What you should do:
Can you retype the material below exactly, from its first line up to and including the line with "xmin=0 ymin=23 xmax=415 ymax=289", and nothing past that line?

Data provided:
** start **
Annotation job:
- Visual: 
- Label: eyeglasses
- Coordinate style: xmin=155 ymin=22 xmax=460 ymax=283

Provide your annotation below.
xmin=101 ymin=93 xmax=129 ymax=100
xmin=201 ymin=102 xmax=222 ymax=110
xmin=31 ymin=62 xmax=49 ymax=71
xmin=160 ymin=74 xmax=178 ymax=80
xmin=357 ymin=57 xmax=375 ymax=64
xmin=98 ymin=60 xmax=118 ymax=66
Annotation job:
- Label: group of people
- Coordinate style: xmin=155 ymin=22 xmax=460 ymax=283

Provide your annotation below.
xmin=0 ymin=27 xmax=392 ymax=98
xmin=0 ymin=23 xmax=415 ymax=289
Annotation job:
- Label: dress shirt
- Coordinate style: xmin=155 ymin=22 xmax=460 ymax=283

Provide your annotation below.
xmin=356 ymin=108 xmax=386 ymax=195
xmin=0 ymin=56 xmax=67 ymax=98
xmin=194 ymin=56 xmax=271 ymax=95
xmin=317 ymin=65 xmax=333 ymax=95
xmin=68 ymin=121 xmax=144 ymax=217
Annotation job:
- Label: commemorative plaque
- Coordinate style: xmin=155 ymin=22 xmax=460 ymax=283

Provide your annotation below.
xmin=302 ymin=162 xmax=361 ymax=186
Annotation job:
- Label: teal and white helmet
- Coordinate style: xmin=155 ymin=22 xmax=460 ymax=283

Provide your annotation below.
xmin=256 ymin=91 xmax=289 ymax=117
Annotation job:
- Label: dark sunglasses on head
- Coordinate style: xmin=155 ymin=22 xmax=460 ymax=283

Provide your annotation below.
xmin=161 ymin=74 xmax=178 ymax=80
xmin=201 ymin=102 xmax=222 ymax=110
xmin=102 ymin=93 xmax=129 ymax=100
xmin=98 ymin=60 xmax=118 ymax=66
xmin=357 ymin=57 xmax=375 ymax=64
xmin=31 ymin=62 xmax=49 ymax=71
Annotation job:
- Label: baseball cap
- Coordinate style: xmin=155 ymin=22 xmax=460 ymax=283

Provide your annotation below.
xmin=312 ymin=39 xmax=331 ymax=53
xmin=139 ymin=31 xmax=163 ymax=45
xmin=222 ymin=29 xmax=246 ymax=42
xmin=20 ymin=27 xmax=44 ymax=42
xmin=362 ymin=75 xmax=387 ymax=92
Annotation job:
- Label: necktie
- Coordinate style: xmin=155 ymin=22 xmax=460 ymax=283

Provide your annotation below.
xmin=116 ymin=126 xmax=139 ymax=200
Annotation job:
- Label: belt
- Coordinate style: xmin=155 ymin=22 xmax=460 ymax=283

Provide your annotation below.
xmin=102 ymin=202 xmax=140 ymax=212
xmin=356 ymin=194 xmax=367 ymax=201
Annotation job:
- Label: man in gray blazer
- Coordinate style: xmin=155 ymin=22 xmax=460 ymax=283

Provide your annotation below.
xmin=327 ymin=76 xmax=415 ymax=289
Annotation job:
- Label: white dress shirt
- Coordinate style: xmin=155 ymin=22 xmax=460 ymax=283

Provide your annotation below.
** end **
Written solution:
Annotation job:
- Visual: 
- Label: eyeglasses
- Coordinate style: xmin=155 ymin=22 xmax=460 ymax=283

Provide your annotation below.
xmin=101 ymin=93 xmax=129 ymax=100
xmin=201 ymin=102 xmax=222 ymax=110
xmin=31 ymin=62 xmax=49 ymax=71
xmin=160 ymin=74 xmax=178 ymax=80
xmin=357 ymin=57 xmax=375 ymax=64
xmin=98 ymin=60 xmax=118 ymax=66
Annotation job:
- Label: group of people
- Coordinate style: xmin=155 ymin=22 xmax=460 ymax=283

Provide your annotation below.
xmin=0 ymin=27 xmax=392 ymax=98
xmin=0 ymin=23 xmax=415 ymax=289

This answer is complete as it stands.